#### 作業内容:
経営者の責任と役割についての文章から、「なお経営者の定義は法で明確に」から「実現に最適な人員を選びます。」までをまるごと書き出してください。その際、「ドラッカー」を「ピーター・ドラッカー」に変えてください。

#### 提供テキスト:
══════

経営者の責任は、会社を運営するために正しい意思決定を行うこととくに雇用している社員の安全や福利を守る責任があります。役割は、ステークホルダーへ価値を提供し、利益を生み出して会社や事業を成長させること。

また事業をとおした社会貢献も経営者の役割に含まれます。ただし運営上で法令違反や過失などが生じ、他者へ損害を与えた場合、経営者が責任を負わなければなりません。

なお経営者の定義は法で明確になっておらず、経営学者によっても異なります。事項でドラッカーとバーナードが提唱した定義を解説しましょう。

ドラッカーが述べる経営者の場合

ドラッカーが述べる経営者とは、「事業の決定」「資金配分」「人材配置」という3つの重要な役割を果たす「決定者」です。社会へ価値を提供するためにやるべき事業を決定し、その事業に投入する予算を策定、そして事業に実現に最適な人員を選びます。

══════

#### 提供データ:
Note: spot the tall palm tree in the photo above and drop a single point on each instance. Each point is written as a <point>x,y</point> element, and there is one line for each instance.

══════

#### 回答:
なお経営者の定義は法で明確になっておらず、経営学者によっても異なります。事項でピーター・ドラッカーとバーナードが提唱した定義を解説しましょう。

ピーター・ドラッカーが述べる経営者の場合

ピーター・ドラッカーが述べる経営者とは、「事業の決定」「資金配分」「人材配置」という3つの重要な役割を果たす「決定者」です。社会へ価値を提供するためにやるべき事業を決定し、その事業に投入する予算を策定、そして事業に実現に最適な人員を選びます。